(The exercise)
Update the following rows so that each "should look like" reads "should resemble", leaving every other part unchanged.

________

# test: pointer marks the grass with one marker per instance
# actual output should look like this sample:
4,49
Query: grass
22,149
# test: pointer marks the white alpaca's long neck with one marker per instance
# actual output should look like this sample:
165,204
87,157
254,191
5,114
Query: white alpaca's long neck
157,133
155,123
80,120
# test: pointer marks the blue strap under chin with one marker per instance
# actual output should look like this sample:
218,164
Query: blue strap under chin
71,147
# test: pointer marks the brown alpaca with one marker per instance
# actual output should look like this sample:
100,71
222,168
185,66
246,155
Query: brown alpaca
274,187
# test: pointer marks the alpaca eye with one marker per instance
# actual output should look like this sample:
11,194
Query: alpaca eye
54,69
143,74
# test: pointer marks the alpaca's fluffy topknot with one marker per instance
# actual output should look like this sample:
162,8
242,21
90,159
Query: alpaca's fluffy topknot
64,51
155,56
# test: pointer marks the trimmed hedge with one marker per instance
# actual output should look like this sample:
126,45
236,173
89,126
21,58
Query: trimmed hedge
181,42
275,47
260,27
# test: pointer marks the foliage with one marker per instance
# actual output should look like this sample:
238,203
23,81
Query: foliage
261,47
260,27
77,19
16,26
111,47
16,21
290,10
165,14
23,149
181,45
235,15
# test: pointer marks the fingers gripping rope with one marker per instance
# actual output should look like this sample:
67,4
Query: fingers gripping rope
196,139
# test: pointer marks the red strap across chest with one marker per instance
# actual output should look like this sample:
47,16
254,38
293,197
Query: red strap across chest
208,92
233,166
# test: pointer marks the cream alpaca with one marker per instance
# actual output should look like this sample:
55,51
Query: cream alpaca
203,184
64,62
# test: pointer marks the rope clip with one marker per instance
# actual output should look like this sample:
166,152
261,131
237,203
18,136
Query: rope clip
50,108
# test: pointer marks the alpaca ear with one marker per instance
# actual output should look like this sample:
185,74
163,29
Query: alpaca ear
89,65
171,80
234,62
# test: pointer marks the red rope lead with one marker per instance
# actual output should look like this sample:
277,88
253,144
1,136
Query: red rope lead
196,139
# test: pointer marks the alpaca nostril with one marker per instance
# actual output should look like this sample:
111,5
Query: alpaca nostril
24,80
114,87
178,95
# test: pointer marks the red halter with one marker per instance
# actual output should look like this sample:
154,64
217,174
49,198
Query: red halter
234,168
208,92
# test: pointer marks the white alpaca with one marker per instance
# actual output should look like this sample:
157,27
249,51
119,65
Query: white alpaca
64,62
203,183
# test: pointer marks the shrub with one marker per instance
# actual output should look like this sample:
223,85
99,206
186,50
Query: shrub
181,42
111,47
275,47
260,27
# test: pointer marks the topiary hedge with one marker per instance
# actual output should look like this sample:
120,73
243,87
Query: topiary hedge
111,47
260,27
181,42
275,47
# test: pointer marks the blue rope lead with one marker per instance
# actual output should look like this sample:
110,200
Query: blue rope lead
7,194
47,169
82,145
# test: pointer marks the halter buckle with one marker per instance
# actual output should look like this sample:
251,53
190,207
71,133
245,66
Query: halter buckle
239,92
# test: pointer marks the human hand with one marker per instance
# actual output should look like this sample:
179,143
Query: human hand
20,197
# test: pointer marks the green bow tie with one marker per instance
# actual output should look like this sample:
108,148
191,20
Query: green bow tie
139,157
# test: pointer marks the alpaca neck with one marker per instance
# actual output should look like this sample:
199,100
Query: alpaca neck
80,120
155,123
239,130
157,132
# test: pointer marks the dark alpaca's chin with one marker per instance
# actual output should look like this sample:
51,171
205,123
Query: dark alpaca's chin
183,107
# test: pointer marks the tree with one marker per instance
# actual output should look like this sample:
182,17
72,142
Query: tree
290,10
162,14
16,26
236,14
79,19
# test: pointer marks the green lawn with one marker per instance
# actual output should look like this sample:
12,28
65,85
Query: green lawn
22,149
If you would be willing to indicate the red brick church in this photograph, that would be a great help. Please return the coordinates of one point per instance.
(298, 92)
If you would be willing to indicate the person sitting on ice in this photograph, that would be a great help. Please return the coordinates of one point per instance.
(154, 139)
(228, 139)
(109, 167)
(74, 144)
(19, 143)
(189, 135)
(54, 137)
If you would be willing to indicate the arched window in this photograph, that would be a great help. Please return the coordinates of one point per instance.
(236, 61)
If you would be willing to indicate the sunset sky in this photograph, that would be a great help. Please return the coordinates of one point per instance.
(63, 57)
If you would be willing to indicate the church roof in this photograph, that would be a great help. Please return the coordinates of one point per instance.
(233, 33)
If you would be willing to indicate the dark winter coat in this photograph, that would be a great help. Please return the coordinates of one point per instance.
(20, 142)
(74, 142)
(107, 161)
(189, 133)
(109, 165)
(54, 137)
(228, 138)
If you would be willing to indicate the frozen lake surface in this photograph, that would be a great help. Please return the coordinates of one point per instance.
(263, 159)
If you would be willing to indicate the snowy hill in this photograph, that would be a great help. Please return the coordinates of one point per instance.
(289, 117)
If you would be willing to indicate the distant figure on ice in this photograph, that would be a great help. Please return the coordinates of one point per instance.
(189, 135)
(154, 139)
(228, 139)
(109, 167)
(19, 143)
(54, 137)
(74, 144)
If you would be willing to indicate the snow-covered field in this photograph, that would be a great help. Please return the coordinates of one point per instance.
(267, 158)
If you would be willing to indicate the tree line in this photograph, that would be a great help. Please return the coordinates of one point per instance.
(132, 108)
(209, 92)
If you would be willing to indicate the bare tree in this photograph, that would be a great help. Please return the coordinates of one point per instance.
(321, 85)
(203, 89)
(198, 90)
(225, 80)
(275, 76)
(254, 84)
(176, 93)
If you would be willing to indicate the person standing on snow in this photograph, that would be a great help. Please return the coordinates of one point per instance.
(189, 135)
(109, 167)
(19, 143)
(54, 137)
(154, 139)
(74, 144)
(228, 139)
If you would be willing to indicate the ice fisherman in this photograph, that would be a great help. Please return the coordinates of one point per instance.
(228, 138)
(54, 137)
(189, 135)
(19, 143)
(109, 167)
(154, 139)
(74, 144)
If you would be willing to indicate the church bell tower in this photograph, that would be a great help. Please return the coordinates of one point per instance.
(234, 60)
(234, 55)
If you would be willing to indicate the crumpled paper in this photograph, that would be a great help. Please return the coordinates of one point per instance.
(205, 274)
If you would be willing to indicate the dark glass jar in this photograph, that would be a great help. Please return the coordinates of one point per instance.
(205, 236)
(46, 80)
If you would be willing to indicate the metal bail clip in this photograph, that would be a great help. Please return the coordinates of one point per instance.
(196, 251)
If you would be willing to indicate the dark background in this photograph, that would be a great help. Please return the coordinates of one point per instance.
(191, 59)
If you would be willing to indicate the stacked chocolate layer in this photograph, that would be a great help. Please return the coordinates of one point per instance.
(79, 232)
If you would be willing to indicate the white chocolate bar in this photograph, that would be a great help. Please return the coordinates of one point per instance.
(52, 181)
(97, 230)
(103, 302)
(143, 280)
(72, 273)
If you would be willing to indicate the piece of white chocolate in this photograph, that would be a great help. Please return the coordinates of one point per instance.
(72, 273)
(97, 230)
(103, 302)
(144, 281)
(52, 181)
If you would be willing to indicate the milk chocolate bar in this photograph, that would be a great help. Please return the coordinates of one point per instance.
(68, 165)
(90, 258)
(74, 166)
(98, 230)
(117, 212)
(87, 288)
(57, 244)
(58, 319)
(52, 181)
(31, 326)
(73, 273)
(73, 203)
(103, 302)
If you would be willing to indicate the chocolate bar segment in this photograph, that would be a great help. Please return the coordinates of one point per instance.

________

(Result of the exercise)
# test: pointer marks the grass with one marker per instance
# actual output should resemble this sample:
4,49
Query: grass
22,149
# test: pointer marks the white alpaca's long neck with one marker per instance
# actual output should resemble this sample:
165,204
87,157
254,191
5,114
Query: white alpaca's long neck
157,133
155,123
80,120
# test: pointer marks the blue strap under chin with one marker per instance
# actual output should resemble this sample:
218,164
Query: blue strap under chin
71,147
# test: pointer marks the brown alpaca with one marker per instance
# actual output should resemble this sample:
100,71
222,168
185,66
246,155
Query: brown alpaca
274,187
# test: pointer marks the alpaca eye with one marker per instance
# actual output should resemble this sample:
11,194
Query: alpaca eye
54,69
143,74
# test: pointer marks the alpaca's fluffy topknot with one marker per instance
# actual output should resemble this sample:
162,8
242,21
90,159
Query: alpaca's fluffy topknot
64,51
155,56
# test: pointer marks the trimmed hedge with one marker per instance
# actual output should resemble this sample:
126,45
236,173
89,126
21,58
Query: trimmed hedge
181,42
275,47
260,27
# test: pointer marks the foliage with one marker per instance
# actual output should resemble this sample:
238,203
23,81
Query: foliage
261,47
260,27
77,19
16,26
111,47
16,21
290,10
165,14
23,149
181,45
235,15
# test: pointer marks the fingers gripping rope with one marker per instance
# actual output should resemble this sample:
67,4
Query: fingers gripping rope
196,139
# test: pointer marks the red strap across chest with one marker per instance
# actual output should resemble this sample:
47,16
254,38
293,197
Query: red strap across chest
208,92
233,166
# test: pointer marks the cream alpaca with one marker per instance
# actual output should resemble this sample:
55,51
Query: cream alpaca
203,184
64,62
# test: pointer marks the rope clip with one marker per instance
# actual output should resemble this sample:
166,152
261,131
237,203
18,136
Query: rope clip
50,108
# test: pointer marks the alpaca ear with one marker per instance
# actual output should resemble this sample:
185,74
163,29
Query: alpaca ear
89,65
171,80
234,62
# test: pointer marks the red rope lead with one marker per instance
# actual output should resemble this sample:
277,88
253,144
1,136
Query: red rope lead
196,139
# test: pointer marks the alpaca nostril with one marker per instance
# actual output should resemble this sample:
111,5
Query: alpaca nostril
24,80
114,87
178,95
# test: pointer marks the red halter with one marker per instance
# actual output should resemble this sample:
154,64
217,174
49,198
Query: red halter
234,168
208,92
# test: pointer marks the white alpaca with one marker per instance
# actual output should resemble this sample:
157,27
249,51
119,65
Query: white alpaca
64,62
203,183
# test: pointer marks the shrub with one marker per instance
# actual output should resemble this sample:
223,85
99,206
186,50
Query: shrub
181,42
111,47
275,47
260,27
# test: pointer marks the topiary hedge with one marker per instance
# actual output should resemble this sample:
120,73
243,87
Query: topiary hedge
111,47
260,27
181,42
275,47
# test: pointer marks the blue rope lead with one marker per instance
# actual output should resemble this sample:
110,200
Query: blue rope lead
7,194
47,169
82,145
# test: pointer marks the halter buckle with one marker per instance
# actual output should resemble this sample:
251,53
190,207
71,133
245,66
Query: halter buckle
239,92
# test: pointer marks the human hand with one marker per instance
# actual output should resemble this sample:
179,143
Query: human hand
20,197
# test: pointer marks the green bow tie with one marker per instance
# actual output should resemble this sample:
108,148
191,20
Query: green bow tie
139,157
# test: pointer marks the alpaca neck with one marker per instance
# actual output should resemble this sample:
199,100
Query: alpaca neck
80,120
155,123
239,130
157,132
# test: pointer marks the dark alpaca's chin with one marker per instance
# actual output should resemble this sample:
51,171
205,123
Query: dark alpaca's chin
183,107
# test: pointer marks the tree with one marker per instance
# actual output should resemble this sample:
182,17
72,142
Query: tree
290,10
162,14
16,26
236,14
79,19
# test: pointer marks the green lawn with one marker per instance
# actual output should resemble this sample:
12,28
65,85
Query: green lawn
22,149
If you would be willing to indicate the red brick church in this photograph, that would be a great help. Please return the coordinates of one point per instance.
(298, 92)
If you would be willing to indicate the person sitting on ice in this photograph, that would be a great help. Please return the coordinates of one point per instance.
(154, 139)
(228, 139)
(109, 167)
(74, 144)
(19, 143)
(189, 135)
(54, 137)
If you would be willing to indicate the arched window in this photograph, that would be a great help. Please return the coordinates of one point per instance.
(236, 61)
If you would be willing to indicate the sunset sky in this photograph, that would be a great help. Please return the coordinates of one point per instance.
(63, 57)
If you would be willing to indicate the church roof in this photograph, that would be a great help. Please return the coordinates of one point per instance.
(233, 33)
If you would be willing to indicate the dark winter coat in this photograph, that would be a great help. Please return the coordinates of one point per instance.
(20, 142)
(74, 142)
(107, 161)
(189, 133)
(109, 165)
(54, 137)
(228, 138)
If you would be willing to indicate the frozen lake surface in this photograph, that would be a great help. Please return the coordinates of one point per instance.
(263, 159)
If you would be willing to indicate the snowy hill in this photograph, that would be a great help. Please return the coordinates of one point per instance.
(289, 117)
If you would be willing to indicate the distant figure on ice in this photograph, that would be a great help. Please return the coordinates of one point per instance.
(189, 135)
(154, 139)
(228, 139)
(109, 167)
(19, 143)
(54, 137)
(74, 144)
If you would be willing to indicate the snow-covered field in this photograph, that would be a great help. Please return the coordinates of one point per instance.
(267, 158)
If you would be willing to indicate the tree line in this photograph, that would be a great help. Please return the coordinates of one point per instance.
(132, 108)
(209, 92)
If you would be willing to indicate the bare tree in this photograph, that would be a great help. Please return the coordinates of one point per instance.
(321, 85)
(203, 89)
(198, 90)
(225, 80)
(275, 76)
(254, 84)
(176, 93)
If you would be willing to indicate the person standing on snow in this photograph, that would be a great help. Please return the coordinates of one point per instance.
(189, 135)
(109, 167)
(19, 143)
(54, 137)
(154, 139)
(74, 144)
(228, 139)
If you would be willing to indicate the ice fisherman in this photograph, that would be a great help. Please return the coordinates of one point per instance.
(228, 138)
(54, 137)
(189, 135)
(19, 143)
(109, 167)
(154, 139)
(74, 144)
If you would be willing to indicate the church bell tower in this photograph, that would be a great help. Please return the coordinates of one point per instance.
(234, 60)
(234, 55)
If you would be willing to indicate the crumpled paper in this photograph, that would be a great help. Please return the coordinates of one point per instance.
(205, 274)
If you would be willing to indicate the dark glass jar in this photograph, that would be a great help. Please return the coordinates of one point per instance.
(205, 236)
(46, 80)
If you would be willing to indicate the metal bail clip in this photograph, that would be a great help. Please return the coordinates of one point per instance.
(196, 251)
If you would be willing to indicate the dark background in this photograph, that would be a great help. Please return the coordinates of one point per instance.
(191, 59)
If you would be willing to indicate the stacked chocolate layer in this photograph, that would be a great help. Please return the coordinates of one point per instance.
(79, 232)
If you would be willing to indicate the white chocolate bar in this photograph, that would be a great help. Please return the coordinates of one point per instance.
(52, 181)
(97, 230)
(103, 302)
(143, 280)
(72, 273)
If you would be willing to indicate the piece of white chocolate in this photograph, that would be a great help. Please return the coordinates of one point per instance.
(72, 273)
(97, 230)
(103, 302)
(144, 281)
(52, 181)
If you would be willing to indicate the milk chocolate bar in this photograph, that would be a great help. Please return the coordinates of one point per instance.
(68, 165)
(90, 258)
(74, 166)
(98, 230)
(117, 212)
(87, 288)
(57, 244)
(58, 319)
(52, 181)
(31, 326)
(73, 273)
(73, 203)
(103, 302)
If you would be willing to indicate the chocolate bar segment in this photograph, that would be a great help. Please return the coordinates of one point per instance.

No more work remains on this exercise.